**Exercise instructions:** Output every one of the entries below verbatim, keeping each line unchanged.

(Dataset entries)
★ ★ ★ ★ ★

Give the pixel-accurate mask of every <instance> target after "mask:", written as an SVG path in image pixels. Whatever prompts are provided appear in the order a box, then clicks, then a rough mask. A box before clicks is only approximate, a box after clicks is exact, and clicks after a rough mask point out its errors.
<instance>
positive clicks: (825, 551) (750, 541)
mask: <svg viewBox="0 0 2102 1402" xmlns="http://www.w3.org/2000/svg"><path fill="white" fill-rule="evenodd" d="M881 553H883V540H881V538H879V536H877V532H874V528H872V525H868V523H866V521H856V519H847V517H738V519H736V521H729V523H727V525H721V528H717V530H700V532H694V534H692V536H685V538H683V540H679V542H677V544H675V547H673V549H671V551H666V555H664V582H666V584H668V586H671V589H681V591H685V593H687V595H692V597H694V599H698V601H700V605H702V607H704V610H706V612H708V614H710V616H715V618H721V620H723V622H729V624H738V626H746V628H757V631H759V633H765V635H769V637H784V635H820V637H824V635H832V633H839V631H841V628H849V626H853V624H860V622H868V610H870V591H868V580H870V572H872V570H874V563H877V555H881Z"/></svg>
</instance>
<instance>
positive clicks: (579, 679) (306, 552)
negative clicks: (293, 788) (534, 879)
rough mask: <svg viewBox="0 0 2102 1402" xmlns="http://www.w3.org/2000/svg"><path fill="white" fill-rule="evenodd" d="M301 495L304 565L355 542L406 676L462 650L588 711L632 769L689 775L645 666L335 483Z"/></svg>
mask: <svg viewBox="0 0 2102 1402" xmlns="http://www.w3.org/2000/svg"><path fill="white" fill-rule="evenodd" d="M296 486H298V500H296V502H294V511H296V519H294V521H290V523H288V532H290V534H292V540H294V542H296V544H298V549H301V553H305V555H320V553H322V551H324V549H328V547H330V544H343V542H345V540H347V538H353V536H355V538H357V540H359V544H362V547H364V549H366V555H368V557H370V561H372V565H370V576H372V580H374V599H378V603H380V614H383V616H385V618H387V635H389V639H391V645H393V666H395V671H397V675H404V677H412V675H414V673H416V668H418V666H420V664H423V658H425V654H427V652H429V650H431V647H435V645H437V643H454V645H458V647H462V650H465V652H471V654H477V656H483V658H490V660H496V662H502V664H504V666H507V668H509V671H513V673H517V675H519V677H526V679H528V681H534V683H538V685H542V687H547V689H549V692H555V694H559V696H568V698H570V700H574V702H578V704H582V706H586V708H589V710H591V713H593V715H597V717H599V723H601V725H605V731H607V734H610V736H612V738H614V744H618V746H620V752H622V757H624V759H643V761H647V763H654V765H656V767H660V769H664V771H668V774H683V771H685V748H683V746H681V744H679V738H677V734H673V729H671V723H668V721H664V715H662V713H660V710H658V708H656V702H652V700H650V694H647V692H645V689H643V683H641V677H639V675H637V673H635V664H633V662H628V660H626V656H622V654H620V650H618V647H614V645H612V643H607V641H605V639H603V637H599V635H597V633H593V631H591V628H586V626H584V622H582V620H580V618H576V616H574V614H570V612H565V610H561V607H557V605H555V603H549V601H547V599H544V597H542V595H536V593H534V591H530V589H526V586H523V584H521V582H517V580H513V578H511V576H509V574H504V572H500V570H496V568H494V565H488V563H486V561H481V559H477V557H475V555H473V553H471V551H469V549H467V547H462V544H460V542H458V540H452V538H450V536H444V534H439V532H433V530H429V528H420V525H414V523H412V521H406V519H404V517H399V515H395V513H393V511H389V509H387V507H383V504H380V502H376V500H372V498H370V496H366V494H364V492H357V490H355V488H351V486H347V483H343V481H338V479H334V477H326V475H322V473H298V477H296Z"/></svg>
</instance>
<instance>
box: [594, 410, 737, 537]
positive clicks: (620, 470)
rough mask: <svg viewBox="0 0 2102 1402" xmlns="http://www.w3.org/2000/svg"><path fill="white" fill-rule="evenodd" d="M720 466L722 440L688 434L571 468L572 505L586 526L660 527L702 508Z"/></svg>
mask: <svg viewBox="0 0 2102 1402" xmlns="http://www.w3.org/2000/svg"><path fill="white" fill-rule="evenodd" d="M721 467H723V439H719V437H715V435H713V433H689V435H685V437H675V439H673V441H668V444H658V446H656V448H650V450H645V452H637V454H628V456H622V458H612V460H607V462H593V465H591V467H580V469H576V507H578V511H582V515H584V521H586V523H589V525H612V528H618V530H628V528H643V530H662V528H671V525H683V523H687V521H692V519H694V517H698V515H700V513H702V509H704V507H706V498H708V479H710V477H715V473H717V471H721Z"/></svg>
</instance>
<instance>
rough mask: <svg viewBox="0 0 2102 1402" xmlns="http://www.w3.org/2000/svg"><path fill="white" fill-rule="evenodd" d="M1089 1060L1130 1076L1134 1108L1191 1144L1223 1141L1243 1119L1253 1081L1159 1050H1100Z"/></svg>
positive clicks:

★ ★ ★ ★ ★

**Exercise answer:**
Give the pixel-accurate mask of every <instance> target after "mask:", written as an SVG path in image pixels. Whatever prompts are provided appear in the order a box, then clicks, then a rough mask. A box before clicks is only approximate, a box after clicks is exact, and clicks after a rough mask point out its errors.
<instance>
positive clicks: (825, 551) (750, 541)
mask: <svg viewBox="0 0 2102 1402" xmlns="http://www.w3.org/2000/svg"><path fill="white" fill-rule="evenodd" d="M881 553H883V540H881V538H879V536H877V532H874V528H872V525H868V523H866V521H856V519H847V517H738V519H736V521H729V523H727V525H721V528H717V530H700V532H694V534H692V536H685V538H683V540H679V542H677V544H675V547H673V549H671V551H666V555H664V582H666V584H668V586H671V589H681V591H685V593H687V595H692V597H694V599H698V601H700V605H702V607H704V610H706V612H708V614H710V616H715V618H721V620H723V622H729V624H738V626H746V628H757V631H759V633H765V635H769V637H784V635H820V637H824V635H832V633H839V631H841V628H849V626H853V624H860V622H868V610H870V591H868V580H870V572H872V570H874V563H877V555H881Z"/></svg>
</instance>
<instance>
positive clicks: (579, 679) (306, 552)
negative clicks: (293, 788) (534, 879)
rough mask: <svg viewBox="0 0 2102 1402" xmlns="http://www.w3.org/2000/svg"><path fill="white" fill-rule="evenodd" d="M301 495L304 565L355 542L406 676L462 650L588 711L632 769L689 775L645 666L335 483Z"/></svg>
mask: <svg viewBox="0 0 2102 1402" xmlns="http://www.w3.org/2000/svg"><path fill="white" fill-rule="evenodd" d="M296 486H298V500H296V502H294V511H296V519H294V521H290V523H288V532H290V534H292V540H294V542H296V544H298V549H301V553H305V555H320V553H322V551H324V549H328V547H330V544H343V542H345V540H347V538H353V536H355V538H357V540H359V544H362V547H364V549H366V555H368V557H370V561H372V565H370V576H372V580H374V599H378V603H380V614H383V616H385V618H387V635H389V639H391V645H393V666H395V671H397V675H404V677H412V675H414V673H416V668H418V666H420V664H423V658H425V654H427V652H429V650H431V647H435V645H437V643H454V645H458V647H462V650H465V652H471V654H477V656H483V658H490V660H496V662H502V664H504V666H507V668H509V671H513V673H517V675H519V677H526V679H528V681H534V683H538V685H542V687H547V689H549V692H555V694H559V696H568V698H570V700H574V702H578V704H582V706H586V708H589V710H591V713H593V715H597V717H599V723H601V725H605V731H607V734H610V736H612V738H614V744H618V746H620V752H622V757H624V759H643V761H647V763H654V765H656V767H660V769H664V771H668V774H683V771H685V748H683V746H681V744H679V738H677V734H673V729H671V723H668V721H664V715H662V713H660V710H658V708H656V702H652V700H650V694H647V692H645V689H643V683H641V677H639V675H637V673H635V664H633V662H628V660H626V656H622V654H620V650H618V647H614V645H612V643H607V641H605V639H603V637H599V635H597V633H593V631H591V628H586V626H584V622H582V620H580V618H576V616H574V614H570V612H565V610H561V607H557V605H555V603H549V601H547V599H544V597H542V595H536V593H534V591H530V589H526V586H523V584H521V582H517V580H513V578H511V576H509V574H504V572H500V570H496V568H494V565H488V563H486V561H481V559H477V557H475V555H473V553H471V551H469V549H467V547H462V544H460V542H458V540H452V538H450V536H444V534H439V532H433V530H429V528H420V525H414V523H412V521H406V519H404V517H399V515H395V513H393V511H389V509H387V507H383V504H380V502H376V500H372V498H370V496H366V494H364V492H357V490H355V488H351V486H347V483H343V481H338V479H334V477H326V475H322V473H298V477H296Z"/></svg>
</instance>
<instance>
box: [594, 410, 737, 537]
positive clicks: (620, 470)
rough mask: <svg viewBox="0 0 2102 1402" xmlns="http://www.w3.org/2000/svg"><path fill="white" fill-rule="evenodd" d="M720 466L722 440L688 434L571 468L572 505L586 526L660 527L702 508Z"/></svg>
mask: <svg viewBox="0 0 2102 1402" xmlns="http://www.w3.org/2000/svg"><path fill="white" fill-rule="evenodd" d="M721 467H723V439H719V437H715V435H713V433H689V435H685V437H675V439H673V441H668V444H658V446H656V448H650V450H645V452H637V454H628V456H622V458H612V460H607V462H593V465H591V467H580V469H576V507H578V511H582V515H584V521H586V523H589V525H612V528H618V530H628V528H643V530H662V528H671V525H683V523H687V521H692V519H694V517H698V515H700V513H702V509H704V507H706V498H708V479H710V477H715V473H717V471H721Z"/></svg>
</instance>
<instance>
rough mask: <svg viewBox="0 0 2102 1402" xmlns="http://www.w3.org/2000/svg"><path fill="white" fill-rule="evenodd" d="M1089 1060L1130 1076L1134 1108L1191 1144L1223 1141L1243 1119L1253 1081L1159 1050H1100Z"/></svg>
positive clicks:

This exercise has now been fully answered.